◆ **Tasks**:
1 - Copy the part of the Elton Old Hall post starting at "Bright conservatory, atmospheric" and ending at "on gorgeously-decorated tables.", with "sterling" changed to "splendid".
2 - According to the Elton Old Hall post, what is Michael's favorite play?

◆ **Excerpt provided**:
[start]
Sunday, 13 November 2016

Now I am in a holiday humour

Sally, Emily, Alex, Janet, Harriet and Michael, the Shakespeare Birthday Boy, in Autumn

Elton Old Hall

Soft padded luxury beds, piping hot showers, stairs, levels, space to spread, a bright conservatory and a walled garden – these were some of the treats at Elton Old Hall where we went to celebrate Michael’s birthday. Michael is my “Shakespeare buddy” and the man with whom I can be a Royal Shakespeare Company nerd without irony or embarrassment. We met in 1986 (soon after I married Sally) on the RSC summer school in Stratford-upon-Avon, the year The Swan theatre opened and we’ve seen just about every RSC production since then (and, separately, a fair few before that year too.)

Michael, Harriet, Tony, Sally, Alex, Joyce, Emily and the two Shakespeare "anoraks," me with Michael

Then and Now

Back in 1986 Michael and I were young whippersnappers on the Summer School, mixing with venerable folk who had seen Paul Robeson, Laurence Olivier and Vivian Leigh on the RSC stage. Now, in the approaching Autumn of our lives, we are the venerable ones who witnessed Sean Bean as a “teenage” Romeo….
Bright conservatory, atmospheric dining kitchen....

Surprise! Surprise!

All the guests had done a sterling job of managing to keep various elements of the weekend secret from Michael, but of course Shakespeare featured heavily in terms of a cake, some games and puns on the menu based on Michael’s favourite play, As You Like It. It has to be said we ate like medieval monarchs on gorgeously-decorated tables.
[end]
◆ **Data shown**:
[start]
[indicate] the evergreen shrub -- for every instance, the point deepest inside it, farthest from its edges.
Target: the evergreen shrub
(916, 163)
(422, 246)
[end]
◆ **Answers by task**:
1 -
Bright conservatory, atmospheric dining kitchen....

Surprise! Surprise!

All the guests had done a splendid job of managing to keep various elements of the weekend secret from Michael, but of course Shakespeare featured heavily in terms of a cake, some games and puns on the menu based on Michael’s favourite play, As You Like It. It has to be said we ate like medieval monarchs on gorgeously-decorated tables.

2 - As You Like It